# Exercise material
---

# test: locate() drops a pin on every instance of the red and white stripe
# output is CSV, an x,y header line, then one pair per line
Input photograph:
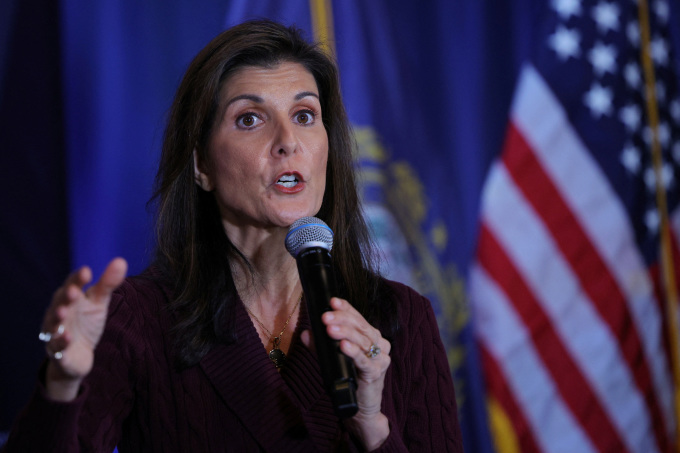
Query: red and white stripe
x,y
563,303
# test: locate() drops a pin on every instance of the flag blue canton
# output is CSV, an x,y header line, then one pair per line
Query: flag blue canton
x,y
592,59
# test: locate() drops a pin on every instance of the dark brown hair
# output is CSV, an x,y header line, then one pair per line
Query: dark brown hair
x,y
193,250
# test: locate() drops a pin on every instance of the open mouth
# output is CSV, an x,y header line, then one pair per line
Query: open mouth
x,y
288,181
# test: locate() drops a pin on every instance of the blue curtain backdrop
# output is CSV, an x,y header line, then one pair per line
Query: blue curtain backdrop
x,y
85,87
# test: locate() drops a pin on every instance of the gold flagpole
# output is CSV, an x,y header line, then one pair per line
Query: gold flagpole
x,y
667,265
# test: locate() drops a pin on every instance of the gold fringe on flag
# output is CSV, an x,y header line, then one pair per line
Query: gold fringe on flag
x,y
667,265
322,25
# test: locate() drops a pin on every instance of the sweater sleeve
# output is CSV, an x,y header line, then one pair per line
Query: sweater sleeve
x,y
425,413
93,421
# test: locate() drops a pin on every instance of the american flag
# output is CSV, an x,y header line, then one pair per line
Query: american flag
x,y
568,305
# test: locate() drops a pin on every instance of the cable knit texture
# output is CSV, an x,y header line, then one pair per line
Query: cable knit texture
x,y
234,400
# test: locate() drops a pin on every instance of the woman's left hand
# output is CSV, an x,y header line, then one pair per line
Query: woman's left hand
x,y
370,352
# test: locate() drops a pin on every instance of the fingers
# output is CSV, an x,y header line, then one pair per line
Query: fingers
x,y
358,338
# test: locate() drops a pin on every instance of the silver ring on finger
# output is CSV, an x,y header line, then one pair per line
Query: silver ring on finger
x,y
373,351
56,356
45,337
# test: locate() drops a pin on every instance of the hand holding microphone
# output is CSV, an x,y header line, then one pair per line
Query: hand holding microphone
x,y
309,241
354,357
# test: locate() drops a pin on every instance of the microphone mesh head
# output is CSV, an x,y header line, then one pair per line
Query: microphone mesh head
x,y
308,232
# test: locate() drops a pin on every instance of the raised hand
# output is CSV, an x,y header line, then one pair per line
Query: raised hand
x,y
74,323
364,344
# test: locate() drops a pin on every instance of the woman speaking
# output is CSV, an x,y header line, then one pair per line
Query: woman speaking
x,y
210,349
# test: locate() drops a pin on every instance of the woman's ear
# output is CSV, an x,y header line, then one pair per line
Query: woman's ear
x,y
201,178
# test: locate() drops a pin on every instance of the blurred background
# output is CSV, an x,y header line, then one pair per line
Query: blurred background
x,y
518,165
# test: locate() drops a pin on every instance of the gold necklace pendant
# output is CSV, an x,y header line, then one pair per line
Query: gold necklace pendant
x,y
276,354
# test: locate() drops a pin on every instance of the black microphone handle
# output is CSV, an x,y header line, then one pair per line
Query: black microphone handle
x,y
318,283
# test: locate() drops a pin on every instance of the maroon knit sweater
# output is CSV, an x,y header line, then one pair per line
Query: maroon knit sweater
x,y
235,400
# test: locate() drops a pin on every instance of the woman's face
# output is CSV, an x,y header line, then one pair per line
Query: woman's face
x,y
269,148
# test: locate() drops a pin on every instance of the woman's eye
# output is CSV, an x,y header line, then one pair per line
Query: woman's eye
x,y
247,120
305,117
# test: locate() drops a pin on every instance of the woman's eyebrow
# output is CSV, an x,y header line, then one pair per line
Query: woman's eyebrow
x,y
305,94
249,97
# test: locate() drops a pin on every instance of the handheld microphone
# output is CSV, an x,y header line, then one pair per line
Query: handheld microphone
x,y
309,241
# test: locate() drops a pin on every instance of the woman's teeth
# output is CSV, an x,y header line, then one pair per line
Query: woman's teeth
x,y
287,181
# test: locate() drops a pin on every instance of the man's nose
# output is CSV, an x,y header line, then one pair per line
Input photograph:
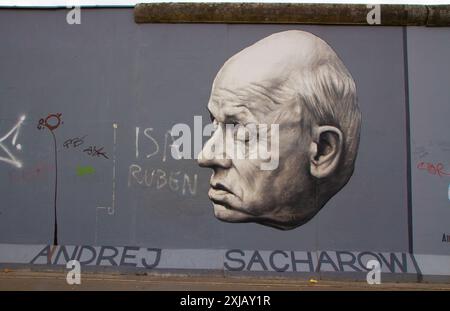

---

# Activity
Without the pictures, repeat the listing exactly as it reads.

# Written reply
# test: locate() drops a pin on every instance of the red and white stripe
# output is CSV, an x,y header line, then one pair per line
Input photograph:
Query: red and white stripe
x,y
563,303
# test: locate() drops a pin on every instance of the flag blue canton
# output is CSV, an x,y header line, then one pair per line
Query: flag blue canton
x,y
592,59
# test: locate() drops a pin on every instance of the dark brown hair
# output is CSV, an x,y header line, then one pair per line
Query: dark brown hair
x,y
193,250
# test: locate() drops a pin on every instance of the open mouth
# output is CSV, an x,y header line, then one pair per line
Query: open mouth
x,y
288,181
# test: locate() drops a pin on every instance of the blue curtain backdrop
# output is CSV, an x,y header line, then one pair per line
Query: blue curtain backdrop
x,y
85,87
# test: locate() drops a pin on every instance of the gold flagpole
# output is CSV, an x,y header line, then one pair per line
Query: gold flagpole
x,y
667,265
# test: locate() drops a pin on every instance of the gold fringe on flag
# output is CSV, an x,y header line, then one pair per line
Query: gold fringe on flag
x,y
667,265
322,25
# test: locate() drops a pin on every instance of the sweater sleeve
# output is CSV, an x,y header line, then one pair per line
Query: sweater sleeve
x,y
425,413
93,421
# test: locate() drops a pin on every instance of the american flag
# output is CSV, an x,y header line, then one pair per line
Query: american flag
x,y
568,305
# test: locate() drops a pin on every instance of the cable knit texture
# output is CSV, an x,y header line, then one pair per line
Query: cable knit texture
x,y
234,400
# test: locate() drops a pin on every instance of the woman's left hand
# output is CSV, an x,y header line, then one pair per line
Query: woman's left hand
x,y
370,352
# test: locate() drops a pin on every instance of the fingers
# output is CSV, an x,y header line, then one pair per line
Query: fingers
x,y
358,338
# test: locate() drops a pin on every instance of the silver ring on finger
# output is CSV, an x,y header line, then one pair per line
Query: silver ring on finger
x,y
373,351
56,356
45,337
# test: locate() drops a pin on every instance of the hand holding microphone
# output is CSV, an x,y header line, then one pair per line
Query: hand holding microphone
x,y
309,241
354,357
# test: locate() drops a pin on every instance of the microphone mesh head
# output is CSV, an x,y header line, then one pair per line
Query: microphone mesh head
x,y
308,232
# test: locate() drops a pin on every instance of the raised hand
# output is CSV, an x,y header line, then one pair per line
Query: raised hand
x,y
74,323
364,344
# test: locate() drops a pin on every instance of the woman speaking
# output is CSV, an x,y header line, then one pair per line
Query: woman speaking
x,y
210,349
# test: locate() drops a pin on every instance of the woman's ear
# output is CSV, an x,y header line, then one pair per line
Query: woman's ear
x,y
201,178
# test: locate() drops a pin on every instance of the blurred background
# output is CSV, an x,y header line, then one pair per line
Query: blurred background
x,y
518,165
# test: locate() drops a pin on every instance of the gold necklace pendant
# output is CSV, an x,y header line, then one pair per line
Query: gold necklace pendant
x,y
276,354
# test: locate() drops a pin on every instance of the black microphone handle
# output is CSV, an x,y header line, then one pair per line
Query: black microphone handle
x,y
318,283
# test: locate() drops a pin on every instance of the maroon knit sweater
# output is CSV, an x,y header line, then one pair per line
Query: maroon knit sweater
x,y
235,400
# test: locate() drops a pin on every instance of the woman's face
# output is CSV, an x,y header line, then one pair per line
Query: woman's face
x,y
269,148
# test: locate() drops a pin on every instance of the woman's eye
# output is CSV, an x,y header line, then one pair per line
Query: woman's eye
x,y
247,120
305,117
# test: locate() drops a pin on every instance of the woman's eyebrow
# output is CSV, an x,y header line, then one pair per line
Query: woman's eyebrow
x,y
305,94
249,97
# test: locate() drops a pin on every instance of the handheld microphone
# output is CSV, an x,y header line, then one pair per line
Query: handheld microphone
x,y
309,241
# test: locate() drops a pin on every instance of the woman's teeth
# output is CSV, an x,y header line, then one pair per line
Query: woman's teeth
x,y
287,181
# test: locate() drops a pin on every instance of the man's nose
# output is CSV, an x,y header line, then one pair per line
Input photograph:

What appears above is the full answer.